Exercise details ▸ Count the lines in the rows below that contain the string "suit", and give only that number. Case matters, so a capitalized form does not count.

[Object location annotation data]
□ □ □

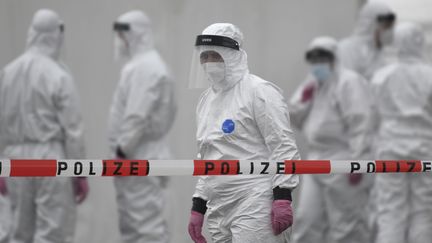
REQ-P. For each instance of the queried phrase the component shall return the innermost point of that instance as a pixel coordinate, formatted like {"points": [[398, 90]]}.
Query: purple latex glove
{"points": [[195, 227], [355, 179], [81, 189], [281, 216], [3, 187]]}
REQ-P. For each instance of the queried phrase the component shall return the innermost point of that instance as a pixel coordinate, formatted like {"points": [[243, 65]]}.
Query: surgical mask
{"points": [[215, 71], [386, 36], [322, 71]]}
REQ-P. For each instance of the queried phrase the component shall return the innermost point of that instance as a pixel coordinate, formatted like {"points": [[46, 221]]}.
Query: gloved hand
{"points": [[195, 227], [81, 189], [3, 187], [355, 179], [281, 216], [120, 154], [308, 93]]}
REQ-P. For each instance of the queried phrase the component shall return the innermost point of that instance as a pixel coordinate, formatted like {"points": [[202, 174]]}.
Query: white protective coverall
{"points": [[142, 113], [337, 124], [239, 207], [359, 51], [404, 102], [40, 119], [5, 218]]}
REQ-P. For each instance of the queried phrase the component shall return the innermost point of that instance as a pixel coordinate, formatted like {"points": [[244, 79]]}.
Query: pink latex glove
{"points": [[281, 216], [355, 179], [308, 93], [195, 227], [3, 187], [81, 189]]}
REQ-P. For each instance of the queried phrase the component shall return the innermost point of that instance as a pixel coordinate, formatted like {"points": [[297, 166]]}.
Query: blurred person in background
{"points": [[404, 102], [241, 116], [368, 48], [4, 211], [40, 119], [142, 113], [334, 111]]}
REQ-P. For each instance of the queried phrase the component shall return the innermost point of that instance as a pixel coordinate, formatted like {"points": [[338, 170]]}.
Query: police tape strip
{"points": [[96, 168]]}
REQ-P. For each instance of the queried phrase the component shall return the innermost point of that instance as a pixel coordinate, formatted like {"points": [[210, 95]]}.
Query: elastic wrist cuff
{"points": [[281, 194], [199, 205], [120, 154]]}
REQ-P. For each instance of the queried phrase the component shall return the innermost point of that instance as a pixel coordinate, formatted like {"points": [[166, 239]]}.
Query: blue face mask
{"points": [[321, 71]]}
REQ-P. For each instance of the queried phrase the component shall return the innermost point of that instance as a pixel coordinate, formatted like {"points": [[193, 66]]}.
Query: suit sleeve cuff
{"points": [[281, 193], [199, 205]]}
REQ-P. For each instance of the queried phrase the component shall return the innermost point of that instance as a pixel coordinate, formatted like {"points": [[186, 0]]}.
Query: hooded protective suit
{"points": [[359, 52], [239, 207], [142, 113], [337, 124], [404, 103], [40, 119], [5, 218]]}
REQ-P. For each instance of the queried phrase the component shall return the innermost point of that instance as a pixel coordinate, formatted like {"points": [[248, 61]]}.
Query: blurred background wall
{"points": [[277, 33]]}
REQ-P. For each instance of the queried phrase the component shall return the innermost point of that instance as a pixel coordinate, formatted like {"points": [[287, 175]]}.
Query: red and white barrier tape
{"points": [[72, 168]]}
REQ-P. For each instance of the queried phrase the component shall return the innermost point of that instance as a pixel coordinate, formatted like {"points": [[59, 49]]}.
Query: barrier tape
{"points": [[97, 168]]}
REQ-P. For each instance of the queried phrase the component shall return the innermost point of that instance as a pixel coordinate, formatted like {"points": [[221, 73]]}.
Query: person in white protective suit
{"points": [[404, 101], [333, 109], [368, 48], [40, 119], [142, 113], [241, 116], [5, 209]]}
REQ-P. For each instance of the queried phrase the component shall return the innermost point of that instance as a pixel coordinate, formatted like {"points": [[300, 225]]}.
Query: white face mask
{"points": [[215, 71], [322, 71]]}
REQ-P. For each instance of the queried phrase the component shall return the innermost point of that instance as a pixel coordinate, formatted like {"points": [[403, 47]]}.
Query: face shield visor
{"points": [[121, 48], [319, 55], [386, 21], [207, 60], [320, 64]]}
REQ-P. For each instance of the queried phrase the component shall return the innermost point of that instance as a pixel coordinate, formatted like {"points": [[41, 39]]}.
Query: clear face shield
{"points": [[121, 48], [207, 61], [385, 25], [321, 64]]}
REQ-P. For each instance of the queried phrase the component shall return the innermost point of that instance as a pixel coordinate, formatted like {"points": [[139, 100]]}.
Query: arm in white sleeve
{"points": [[355, 100], [69, 116], [299, 109], [143, 92], [272, 117]]}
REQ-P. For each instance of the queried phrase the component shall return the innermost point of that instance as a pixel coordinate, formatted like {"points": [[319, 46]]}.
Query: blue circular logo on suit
{"points": [[228, 126]]}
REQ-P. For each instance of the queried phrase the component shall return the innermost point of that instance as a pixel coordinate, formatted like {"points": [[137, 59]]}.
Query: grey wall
{"points": [[277, 33]]}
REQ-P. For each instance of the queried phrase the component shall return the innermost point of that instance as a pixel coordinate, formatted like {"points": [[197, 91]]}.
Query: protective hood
{"points": [[325, 43], [45, 35], [236, 66], [328, 44], [409, 41], [137, 33], [367, 21]]}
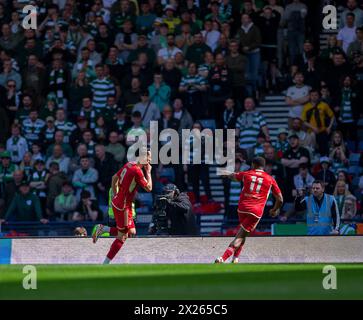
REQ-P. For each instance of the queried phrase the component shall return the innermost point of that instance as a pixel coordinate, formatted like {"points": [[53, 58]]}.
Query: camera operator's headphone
{"points": [[171, 187]]}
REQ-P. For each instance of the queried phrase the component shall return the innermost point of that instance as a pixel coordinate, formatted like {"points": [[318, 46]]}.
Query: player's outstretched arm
{"points": [[149, 185], [278, 204], [114, 184]]}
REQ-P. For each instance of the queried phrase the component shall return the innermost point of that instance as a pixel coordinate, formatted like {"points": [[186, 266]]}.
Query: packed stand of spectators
{"points": [[95, 71]]}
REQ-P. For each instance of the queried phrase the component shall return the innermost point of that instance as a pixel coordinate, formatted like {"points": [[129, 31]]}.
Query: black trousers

□ □ □

The solution ▸ 4